> FRAGMENT ARTIKEL
________
Spitsmijden op het elektriciteitsnet
Project

Spitsmijden op het elektriciteitsnet

  • 1 november 2017
  • 8 minuten

Hoe houd je het elektriciteitsnet in balans als vraag en aanbod door de opmars van wind- en zonne-energie steeds onvoorspelbaarder worden? Dat is de uitdaging voor de energiesector in Nederland. In een consortium waarin ondermeer Stedin en de ICT Group deelnemen, is een systeem ontwikkeld om pieken in verbruik en productie op te vangen, zonder extra kabels in de grond te leggen.

Het elektriciteitsnetwerk in Nederland is super betrouwbaar: de elektriciteitslevering was in 2016 99,996015% van de tijd beschikbaar, blijkt uit een rapport van Netbeheer Nederland. Dit is te danken aan de landelijke netbeheerder Tennet en
de verschillende regionale netbeheerders, als Stedin, Enexis en Alliander. Tennet zorgt er met name voor dat vraag en aanbod van elektriciteit op elkaar zijn afgestemd en neemt tevens het transport van elektriciteit op hoogspanningsniveau
voor zijn rekening. De regionale netbeheerders verzorgen de distributie van elektriciteit op regionaal en lokaal niveau en voorkomen ondermeer dat het midden- en laagspanningsnetwerk overbelast raakt.

Congestie

Nauwkeurige voorspellingen van vraag en aanbod helpen het totale netwerk ‘in balans’ te houden waardoor over- of onderbelasting voorkomen wordt. De overgang naar elektriciteit uit wind en zon maakt dit echter complexer, want het weer is grillig. De elektriciteit opgewekt door zonnepanelen en windturbines zal op momenten zelfs zo groot zijn dat het elektriciteitsnet de stroom niet kan
verwerken. Er ontstaat dan congestie (opstopping) op het net. ‘Je kunt het elektriciteitsnet zien als een wegennet, waarbij de stroom de auto’s zijn, de kabels in de grond de wegen en de trafo’s de knooppunten’, legt Eric van der Laan, business development manager van ICT Group uit.

Spitsmijden

Netbeheerders zijn verplicht om dit te voorkomen. ‘Het ligt voor de hand om de capaciteit van het net uit te breiden door meer of dikkere kabels in de grond te leggen, vergelijkbaar met meer asfalt’, vertelt innovatiemanager John Hodemaekers van Stedin. ‘Het nadeel van extra koper in de grond is dat dit lang duurt, veel overlast geeft en duur is. Je kunt ook gebruikmaken van de flexibiliteit in het net. Bijvoorbeeld door aanbieders in ruil voor een vergoeding op een later moment te laten leveren of door afnemers te vragen op een ander tijdstip energie te gebruiken. Denk hierbij aan het later aanzetten van apparaten of het verschuiven van processtappen binnen het productieproces. Dan nemen pieken af of verdwijnen ze zelfs. Dit kun je vergelijken met spitsmijden in het verkeer waarbij buiten de spits rijden wordt beloond.’

Proeftuin Lombok

Stedin experimenteert met flexibiliteitsoplossingen in diverse proeftuinen. Eén daarvan is Lombok, een wijk in Utrecht met een groeiend aantal elektrische auto’s (met bijbehorende laadpunten) en zonnepanelen. Op bepaalde momenten wordt in de wijk veel stroom verbruikt, zoals ’s avonds en ‘s nachts voor het opladen van auto’s. Terwijl op zonnige dagen veel elektriciteit van zonnepanelen
teruggeleverd wordt aan het net. Op deze piekmomenten hebben de trafo’s te weinig capaciteit om alle stroom te transporteren. In Lombok onderzoekt Stedin in hoeverre het laadproces van elektrische auto’s kan helpen de piekbelasting terug te brengen.
________
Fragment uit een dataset
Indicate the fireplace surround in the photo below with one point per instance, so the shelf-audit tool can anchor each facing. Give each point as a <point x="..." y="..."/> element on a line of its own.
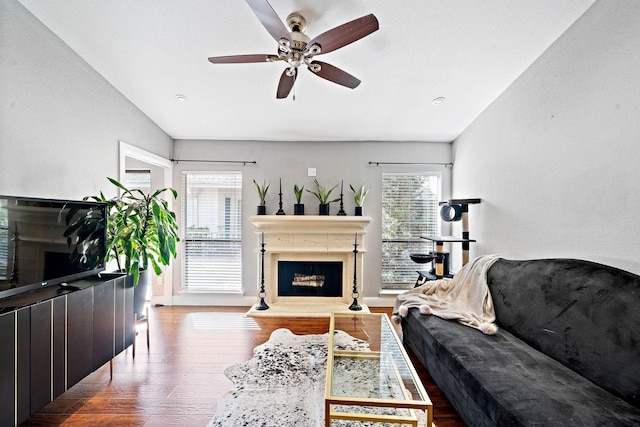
<point x="310" y="239"/>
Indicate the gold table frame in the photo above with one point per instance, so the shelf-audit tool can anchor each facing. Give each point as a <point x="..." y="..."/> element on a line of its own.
<point x="397" y="386"/>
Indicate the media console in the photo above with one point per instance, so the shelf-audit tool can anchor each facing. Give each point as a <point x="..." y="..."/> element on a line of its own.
<point x="52" y="338"/>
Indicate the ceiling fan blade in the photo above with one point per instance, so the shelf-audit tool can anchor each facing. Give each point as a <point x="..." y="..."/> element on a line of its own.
<point x="335" y="74"/>
<point x="270" y="19"/>
<point x="346" y="33"/>
<point x="286" y="83"/>
<point x="242" y="59"/>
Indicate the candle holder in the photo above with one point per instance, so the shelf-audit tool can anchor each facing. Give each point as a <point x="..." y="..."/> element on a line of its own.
<point x="341" y="212"/>
<point x="280" y="211"/>
<point x="262" y="305"/>
<point x="354" y="305"/>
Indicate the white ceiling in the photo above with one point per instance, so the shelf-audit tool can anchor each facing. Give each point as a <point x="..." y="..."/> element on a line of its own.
<point x="468" y="51"/>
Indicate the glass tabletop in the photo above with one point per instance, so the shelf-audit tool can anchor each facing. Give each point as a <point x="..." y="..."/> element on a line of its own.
<point x="369" y="374"/>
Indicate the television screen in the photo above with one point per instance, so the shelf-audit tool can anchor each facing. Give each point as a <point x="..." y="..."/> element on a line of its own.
<point x="46" y="242"/>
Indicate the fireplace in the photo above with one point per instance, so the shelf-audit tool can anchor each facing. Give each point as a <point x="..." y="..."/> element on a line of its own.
<point x="310" y="278"/>
<point x="313" y="243"/>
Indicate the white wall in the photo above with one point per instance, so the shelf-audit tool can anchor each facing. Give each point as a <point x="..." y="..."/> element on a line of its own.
<point x="556" y="157"/>
<point x="334" y="161"/>
<point x="60" y="121"/>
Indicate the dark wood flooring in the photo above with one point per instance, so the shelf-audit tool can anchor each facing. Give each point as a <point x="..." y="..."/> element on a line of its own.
<point x="179" y="379"/>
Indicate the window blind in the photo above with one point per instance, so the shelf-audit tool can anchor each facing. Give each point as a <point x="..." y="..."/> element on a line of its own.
<point x="409" y="210"/>
<point x="212" y="220"/>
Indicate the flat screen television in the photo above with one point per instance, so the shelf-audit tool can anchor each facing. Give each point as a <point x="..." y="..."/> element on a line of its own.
<point x="46" y="242"/>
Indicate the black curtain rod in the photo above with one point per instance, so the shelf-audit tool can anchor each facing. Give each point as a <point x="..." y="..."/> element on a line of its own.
<point x="411" y="163"/>
<point x="243" y="162"/>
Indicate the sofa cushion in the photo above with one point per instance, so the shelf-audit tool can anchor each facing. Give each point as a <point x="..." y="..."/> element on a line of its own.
<point x="583" y="314"/>
<point x="500" y="380"/>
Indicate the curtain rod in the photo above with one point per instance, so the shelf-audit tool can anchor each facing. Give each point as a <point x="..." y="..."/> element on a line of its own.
<point x="243" y="162"/>
<point x="411" y="163"/>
________
> OPDRACHT 1
In welke wijk van Utrecht test Stedin volgens het artikel over spitsmijden oplossingen met flexibiliteit?
> OPDRACHT 2
Neem alsjeblieft alleen het deel van de records over dat loopt van de regel met "Indicate the sofa" tot en met het einde ervan, en vervang daarin "sofa cushion" door "couch cushion". Laat de rest ongewijzigd.
Het artikel en de records hebben elk een andere herkomst.

> ANTWOORD 1
In Lombok.

> ANTWOORD 2
Indicate the couch cushion in the photo above with one point per instance, so the shelf-audit tool can anchor each facing. Give each point as a <point x="..." y="..."/> element on a line of its own.
<point x="583" y="314"/>
<point x="500" y="380"/>
Indicate the curtain rod in the photo above with one point per instance, so the shelf-audit tool can anchor each facing. Give each point as a <point x="..." y="..."/> element on a line of its own.
<point x="243" y="162"/>
<point x="411" y="163"/>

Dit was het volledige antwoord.